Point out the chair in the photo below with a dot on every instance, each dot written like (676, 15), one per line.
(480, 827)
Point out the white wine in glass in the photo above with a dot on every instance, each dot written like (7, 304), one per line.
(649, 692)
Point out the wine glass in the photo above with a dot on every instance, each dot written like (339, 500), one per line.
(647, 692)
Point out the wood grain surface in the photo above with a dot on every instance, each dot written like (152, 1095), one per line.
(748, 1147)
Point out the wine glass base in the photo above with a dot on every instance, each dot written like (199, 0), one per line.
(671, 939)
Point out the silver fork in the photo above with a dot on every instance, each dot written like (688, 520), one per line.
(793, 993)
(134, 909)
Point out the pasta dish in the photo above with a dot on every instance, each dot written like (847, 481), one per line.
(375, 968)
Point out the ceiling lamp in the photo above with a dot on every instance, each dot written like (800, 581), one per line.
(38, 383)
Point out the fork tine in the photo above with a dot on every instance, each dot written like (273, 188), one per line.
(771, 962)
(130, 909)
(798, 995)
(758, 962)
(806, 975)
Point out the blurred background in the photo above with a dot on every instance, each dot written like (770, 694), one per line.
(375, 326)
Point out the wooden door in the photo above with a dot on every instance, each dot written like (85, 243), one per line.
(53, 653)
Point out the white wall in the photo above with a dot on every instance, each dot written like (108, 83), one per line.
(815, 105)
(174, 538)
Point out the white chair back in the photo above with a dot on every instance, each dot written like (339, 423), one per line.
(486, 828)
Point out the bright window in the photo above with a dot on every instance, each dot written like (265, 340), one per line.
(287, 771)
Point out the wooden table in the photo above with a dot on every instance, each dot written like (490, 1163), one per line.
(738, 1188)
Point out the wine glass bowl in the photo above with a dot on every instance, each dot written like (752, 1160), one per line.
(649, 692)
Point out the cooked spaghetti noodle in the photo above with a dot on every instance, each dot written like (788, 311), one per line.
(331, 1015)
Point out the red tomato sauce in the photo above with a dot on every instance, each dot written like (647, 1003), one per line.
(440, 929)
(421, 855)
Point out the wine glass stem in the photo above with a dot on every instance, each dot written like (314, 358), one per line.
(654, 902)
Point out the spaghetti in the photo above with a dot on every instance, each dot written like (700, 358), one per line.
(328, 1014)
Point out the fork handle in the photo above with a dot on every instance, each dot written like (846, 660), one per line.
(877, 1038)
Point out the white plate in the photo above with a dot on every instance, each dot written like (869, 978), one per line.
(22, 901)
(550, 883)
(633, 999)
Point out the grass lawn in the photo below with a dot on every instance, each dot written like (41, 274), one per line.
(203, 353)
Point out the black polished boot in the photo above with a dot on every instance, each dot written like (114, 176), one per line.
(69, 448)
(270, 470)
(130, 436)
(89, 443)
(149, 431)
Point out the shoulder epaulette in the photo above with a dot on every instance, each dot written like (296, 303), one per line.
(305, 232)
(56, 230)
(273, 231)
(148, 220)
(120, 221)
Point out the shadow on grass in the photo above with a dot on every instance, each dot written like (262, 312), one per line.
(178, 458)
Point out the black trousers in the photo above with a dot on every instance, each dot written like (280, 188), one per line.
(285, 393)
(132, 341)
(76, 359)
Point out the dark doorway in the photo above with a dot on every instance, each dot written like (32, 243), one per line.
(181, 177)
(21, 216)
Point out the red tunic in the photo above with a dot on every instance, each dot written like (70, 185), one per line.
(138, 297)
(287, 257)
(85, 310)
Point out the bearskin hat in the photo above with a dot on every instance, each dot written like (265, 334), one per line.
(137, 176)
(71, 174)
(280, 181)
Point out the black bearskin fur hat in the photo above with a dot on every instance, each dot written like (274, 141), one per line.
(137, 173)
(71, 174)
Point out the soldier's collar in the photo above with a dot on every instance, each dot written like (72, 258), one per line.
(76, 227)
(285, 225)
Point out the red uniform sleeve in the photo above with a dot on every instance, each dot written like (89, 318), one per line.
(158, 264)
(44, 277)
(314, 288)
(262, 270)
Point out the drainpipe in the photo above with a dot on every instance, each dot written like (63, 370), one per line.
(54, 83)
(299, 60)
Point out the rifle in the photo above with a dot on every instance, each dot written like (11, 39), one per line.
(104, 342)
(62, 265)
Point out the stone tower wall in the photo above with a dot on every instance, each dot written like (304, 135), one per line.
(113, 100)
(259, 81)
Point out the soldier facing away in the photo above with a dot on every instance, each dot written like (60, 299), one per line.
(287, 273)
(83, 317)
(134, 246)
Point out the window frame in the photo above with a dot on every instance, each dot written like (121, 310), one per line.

==============================

Your task -> Output an exact copy of the lines beginning at the one that holds "Point out the drainpipe" and running through the final line of the records.

Exercise output ->
Point out the drainpipe in the photo above with a dot on every instance, each dot written like (63, 370), one per line.
(54, 83)
(299, 60)
Point out the rifle in the photo above with a dot on every instance, each dot written like (11, 39), one per line.
(104, 342)
(62, 265)
Point out the stone tower wall in the photo above with a dot on every instance, each dot written like (304, 135), one per line.
(113, 100)
(259, 81)
Point out the soldier facing away in the photo above with a dot on every instance, each dot written like (60, 299), one per line.
(287, 273)
(83, 317)
(134, 246)
Point out the window frame in the photo above with a dot on every instance, each dot written like (121, 310), one per line.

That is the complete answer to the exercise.